Supreme Court

Decision Information

Decision information:

Abstract: Appeal from decision of the Rental Officer

Decision Content








Inuvik Housing Authority v. Kendi, 2005 NWTSC 46          Date:
      Docket: S-001-CV2004000404


IN THE SUPREME COURT OF THE NORTHWEST TERRITORIES

BETWEEN:

INUVIK HOUSING AUTHORITY

Appellant

-and-

MARILYN KENDI

Respondent

REASONS FOR JUDGMENT


This is an appeal from a decision of the Rental Officer appointed pursuant to the Residential Tenancies Act, R.S.N.W.T. 1988, c. R-5.  At first blush this appeal addresses a relatively simple issue pertinent only to the parties to this case.  Counsel for the appellant, however, stressed that this appeal has broader implications touching as it does on the scope of the Rental Officer’s decision-making and the appropriate standard of review of those decisions.

Facts:

The appellant is a housing authority, operating under the auspices of the Northwest Territories Housing Corporation, which provides subsidized housing to low-income individuals and families.  The respondent occupied rental premises provided by the appellant.  In January, 2004, the respondent was relocated to different premises.  After the relocation, the appellant discovered that the original premises were damaged.  An inspection report was completed which detailed all of the damages.  The report was signed by the respondent.  The appellant proceeded to repair the damage and then invoiced the respondent for the cost of those repairs, being $1,322.95.  The respondent refused to pay.

* **Provided information**
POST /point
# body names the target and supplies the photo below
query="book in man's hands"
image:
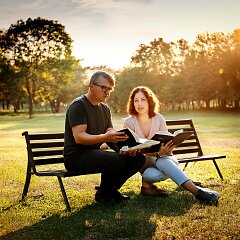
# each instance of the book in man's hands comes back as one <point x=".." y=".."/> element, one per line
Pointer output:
<point x="147" y="146"/>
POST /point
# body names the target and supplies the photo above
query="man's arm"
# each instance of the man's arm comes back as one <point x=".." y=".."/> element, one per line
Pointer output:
<point x="81" y="137"/>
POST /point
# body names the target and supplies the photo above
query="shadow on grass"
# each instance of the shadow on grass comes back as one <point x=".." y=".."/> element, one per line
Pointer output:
<point x="134" y="219"/>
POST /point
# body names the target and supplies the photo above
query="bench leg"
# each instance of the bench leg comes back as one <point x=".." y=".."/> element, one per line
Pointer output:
<point x="64" y="194"/>
<point x="27" y="182"/>
<point x="219" y="172"/>
<point x="185" y="166"/>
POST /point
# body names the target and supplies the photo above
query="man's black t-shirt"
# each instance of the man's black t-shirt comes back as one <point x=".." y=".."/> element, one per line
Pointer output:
<point x="81" y="111"/>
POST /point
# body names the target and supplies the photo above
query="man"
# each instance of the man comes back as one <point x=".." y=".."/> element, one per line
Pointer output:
<point x="88" y="124"/>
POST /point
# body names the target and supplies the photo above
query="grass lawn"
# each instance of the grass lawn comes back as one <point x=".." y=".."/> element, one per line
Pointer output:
<point x="179" y="216"/>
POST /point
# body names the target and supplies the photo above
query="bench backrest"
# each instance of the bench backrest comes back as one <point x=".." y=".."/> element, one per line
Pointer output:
<point x="44" y="148"/>
<point x="47" y="148"/>
<point x="191" y="146"/>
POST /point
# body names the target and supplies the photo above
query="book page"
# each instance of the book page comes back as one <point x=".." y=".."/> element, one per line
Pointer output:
<point x="146" y="144"/>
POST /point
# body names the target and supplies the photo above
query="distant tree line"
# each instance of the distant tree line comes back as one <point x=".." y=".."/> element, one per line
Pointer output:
<point x="203" y="75"/>
<point x="37" y="68"/>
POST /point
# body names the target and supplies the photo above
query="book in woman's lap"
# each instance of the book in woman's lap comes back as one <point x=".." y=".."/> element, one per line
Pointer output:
<point x="147" y="146"/>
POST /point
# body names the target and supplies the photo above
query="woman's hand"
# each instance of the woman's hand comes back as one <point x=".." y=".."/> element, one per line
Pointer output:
<point x="166" y="149"/>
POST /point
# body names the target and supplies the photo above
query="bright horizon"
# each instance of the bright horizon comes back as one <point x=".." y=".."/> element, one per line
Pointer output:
<point x="108" y="32"/>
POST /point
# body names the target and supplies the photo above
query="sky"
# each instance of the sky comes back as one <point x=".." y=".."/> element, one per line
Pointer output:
<point x="108" y="32"/>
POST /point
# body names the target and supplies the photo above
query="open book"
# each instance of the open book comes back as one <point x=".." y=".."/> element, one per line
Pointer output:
<point x="147" y="146"/>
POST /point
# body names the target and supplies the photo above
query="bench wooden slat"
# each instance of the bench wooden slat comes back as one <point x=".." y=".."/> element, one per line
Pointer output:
<point x="47" y="144"/>
<point x="47" y="153"/>
<point x="45" y="136"/>
<point x="47" y="161"/>
<point x="200" y="158"/>
<point x="184" y="151"/>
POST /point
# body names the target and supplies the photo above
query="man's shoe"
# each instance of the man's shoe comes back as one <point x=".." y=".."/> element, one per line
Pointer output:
<point x="112" y="197"/>
<point x="118" y="197"/>
<point x="153" y="191"/>
<point x="207" y="196"/>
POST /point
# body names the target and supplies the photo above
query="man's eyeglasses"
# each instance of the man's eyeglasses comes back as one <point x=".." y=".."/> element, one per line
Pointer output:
<point x="105" y="89"/>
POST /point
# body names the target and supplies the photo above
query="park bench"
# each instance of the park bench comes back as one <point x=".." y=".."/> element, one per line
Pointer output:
<point x="47" y="149"/>
<point x="190" y="150"/>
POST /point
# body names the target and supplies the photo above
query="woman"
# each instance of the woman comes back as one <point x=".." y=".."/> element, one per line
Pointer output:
<point x="145" y="121"/>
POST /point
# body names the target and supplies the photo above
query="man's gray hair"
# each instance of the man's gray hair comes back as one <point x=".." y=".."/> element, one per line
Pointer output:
<point x="103" y="74"/>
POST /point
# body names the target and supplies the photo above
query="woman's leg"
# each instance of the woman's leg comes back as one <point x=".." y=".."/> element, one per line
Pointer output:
<point x="167" y="165"/>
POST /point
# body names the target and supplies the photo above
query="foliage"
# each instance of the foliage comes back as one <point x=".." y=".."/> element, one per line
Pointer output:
<point x="32" y="47"/>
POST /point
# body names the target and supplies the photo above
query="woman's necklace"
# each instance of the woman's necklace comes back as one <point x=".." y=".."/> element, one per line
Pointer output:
<point x="145" y="126"/>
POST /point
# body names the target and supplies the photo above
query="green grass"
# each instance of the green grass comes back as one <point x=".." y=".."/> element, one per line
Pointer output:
<point x="179" y="216"/>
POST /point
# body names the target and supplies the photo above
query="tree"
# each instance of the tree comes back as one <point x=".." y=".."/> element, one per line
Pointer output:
<point x="32" y="44"/>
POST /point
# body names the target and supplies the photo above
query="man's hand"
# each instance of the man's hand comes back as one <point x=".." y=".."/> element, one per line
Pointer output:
<point x="113" y="136"/>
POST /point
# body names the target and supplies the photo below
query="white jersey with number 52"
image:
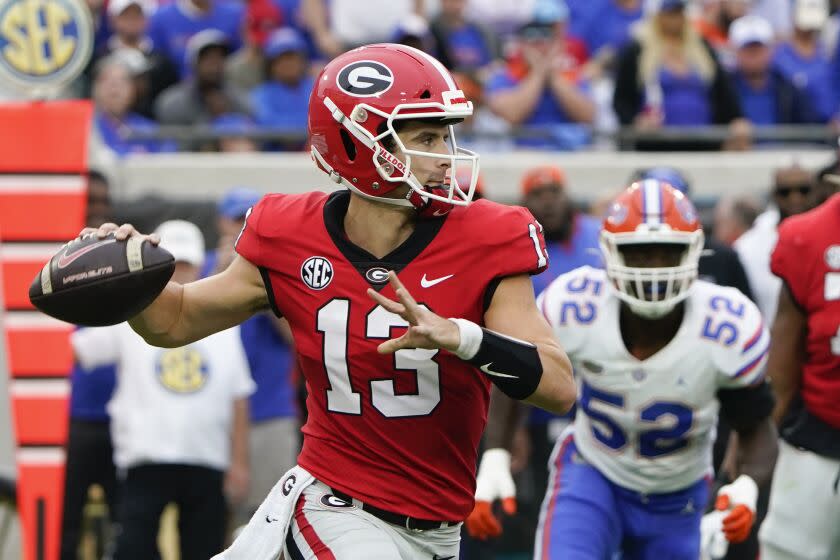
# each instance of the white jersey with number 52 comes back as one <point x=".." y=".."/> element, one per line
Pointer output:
<point x="649" y="425"/>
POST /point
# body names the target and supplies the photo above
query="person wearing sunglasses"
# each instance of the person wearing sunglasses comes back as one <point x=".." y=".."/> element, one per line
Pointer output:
<point x="792" y="193"/>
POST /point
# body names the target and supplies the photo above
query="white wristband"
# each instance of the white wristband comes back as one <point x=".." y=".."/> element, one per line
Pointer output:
<point x="471" y="337"/>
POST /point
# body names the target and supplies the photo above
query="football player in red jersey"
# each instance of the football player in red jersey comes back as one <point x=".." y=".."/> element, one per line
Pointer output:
<point x="367" y="278"/>
<point x="803" y="520"/>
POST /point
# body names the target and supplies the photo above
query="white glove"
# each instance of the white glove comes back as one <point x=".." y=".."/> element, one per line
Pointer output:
<point x="713" y="543"/>
<point x="493" y="482"/>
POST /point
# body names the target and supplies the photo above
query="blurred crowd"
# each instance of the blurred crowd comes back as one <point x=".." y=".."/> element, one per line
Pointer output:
<point x="544" y="74"/>
<point x="212" y="426"/>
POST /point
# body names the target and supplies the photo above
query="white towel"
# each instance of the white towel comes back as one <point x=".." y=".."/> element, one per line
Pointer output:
<point x="265" y="534"/>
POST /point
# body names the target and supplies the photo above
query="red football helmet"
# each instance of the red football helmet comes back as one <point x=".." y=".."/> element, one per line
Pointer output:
<point x="356" y="100"/>
<point x="651" y="212"/>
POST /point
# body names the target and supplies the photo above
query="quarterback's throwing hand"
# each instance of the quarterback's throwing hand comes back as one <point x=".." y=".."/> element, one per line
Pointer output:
<point x="426" y="329"/>
<point x="122" y="232"/>
<point x="494" y="482"/>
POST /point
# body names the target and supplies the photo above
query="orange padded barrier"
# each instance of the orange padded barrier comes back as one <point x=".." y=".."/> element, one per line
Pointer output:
<point x="50" y="137"/>
<point x="43" y="194"/>
<point x="40" y="495"/>
<point x="60" y="202"/>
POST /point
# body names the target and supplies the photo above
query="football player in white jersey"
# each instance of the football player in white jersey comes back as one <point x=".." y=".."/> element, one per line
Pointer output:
<point x="657" y="354"/>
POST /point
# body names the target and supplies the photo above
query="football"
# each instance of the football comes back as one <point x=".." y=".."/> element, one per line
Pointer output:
<point x="97" y="282"/>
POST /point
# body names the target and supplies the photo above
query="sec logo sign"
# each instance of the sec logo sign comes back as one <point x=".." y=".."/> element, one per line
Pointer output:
<point x="316" y="272"/>
<point x="182" y="370"/>
<point x="44" y="44"/>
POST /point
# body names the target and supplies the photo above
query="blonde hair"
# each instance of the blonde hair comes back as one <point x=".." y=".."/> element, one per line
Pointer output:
<point x="652" y="57"/>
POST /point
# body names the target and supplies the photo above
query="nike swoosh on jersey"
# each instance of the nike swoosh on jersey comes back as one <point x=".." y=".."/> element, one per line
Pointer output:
<point x="424" y="282"/>
<point x="486" y="369"/>
<point x="65" y="259"/>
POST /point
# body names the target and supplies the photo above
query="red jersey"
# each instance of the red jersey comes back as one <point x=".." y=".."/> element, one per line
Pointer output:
<point x="807" y="258"/>
<point x="398" y="431"/>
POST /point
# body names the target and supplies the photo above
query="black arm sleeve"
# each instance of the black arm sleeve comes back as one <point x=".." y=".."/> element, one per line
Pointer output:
<point x="627" y="99"/>
<point x="745" y="408"/>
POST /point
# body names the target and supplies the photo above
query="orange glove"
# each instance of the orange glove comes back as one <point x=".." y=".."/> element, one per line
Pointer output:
<point x="738" y="499"/>
<point x="493" y="482"/>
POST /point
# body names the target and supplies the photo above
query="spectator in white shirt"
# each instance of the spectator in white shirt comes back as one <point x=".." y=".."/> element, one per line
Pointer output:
<point x="179" y="422"/>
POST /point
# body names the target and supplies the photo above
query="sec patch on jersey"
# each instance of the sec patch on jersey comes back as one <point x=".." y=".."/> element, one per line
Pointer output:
<point x="97" y="282"/>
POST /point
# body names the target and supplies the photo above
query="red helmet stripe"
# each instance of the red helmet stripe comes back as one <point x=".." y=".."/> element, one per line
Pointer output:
<point x="652" y="202"/>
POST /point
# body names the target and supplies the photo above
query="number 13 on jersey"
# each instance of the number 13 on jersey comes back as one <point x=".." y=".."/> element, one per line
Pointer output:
<point x="334" y="324"/>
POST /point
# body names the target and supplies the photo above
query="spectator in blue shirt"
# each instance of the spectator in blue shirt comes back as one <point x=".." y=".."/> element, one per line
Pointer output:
<point x="266" y="340"/>
<point x="129" y="21"/>
<point x="609" y="28"/>
<point x="767" y="96"/>
<point x="571" y="239"/>
<point x="235" y="134"/>
<point x="540" y="90"/>
<point x="469" y="47"/>
<point x="113" y="95"/>
<point x="669" y="76"/>
<point x="206" y="95"/>
<point x="283" y="100"/>
<point x="90" y="454"/>
<point x="172" y="26"/>
<point x="803" y="60"/>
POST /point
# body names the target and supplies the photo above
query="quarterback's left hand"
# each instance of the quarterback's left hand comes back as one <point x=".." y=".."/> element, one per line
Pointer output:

* **Objectives**
(1) From the Facts section of the court decision, copy each sentence that contains the word "respondent".
(2) Identify every line of the listing that contains the string "swoosh", matching case exactly.

* **Expected outputs**
(1)
The respondent occupied rental premises provided by the appellant.
In January, 2004, the respondent was relocated to different premises.
The report was signed by the respondent.
The appellant proceeded to repair the damage and then invoiced the respondent for the cost of those repairs, being $1,322.95.
The respondent refused to pay.

(2)
query="nike swoosh on jersey"
# each instance of the nike swoosh on jersey comes back as one <point x=".." y=".."/> element, one per line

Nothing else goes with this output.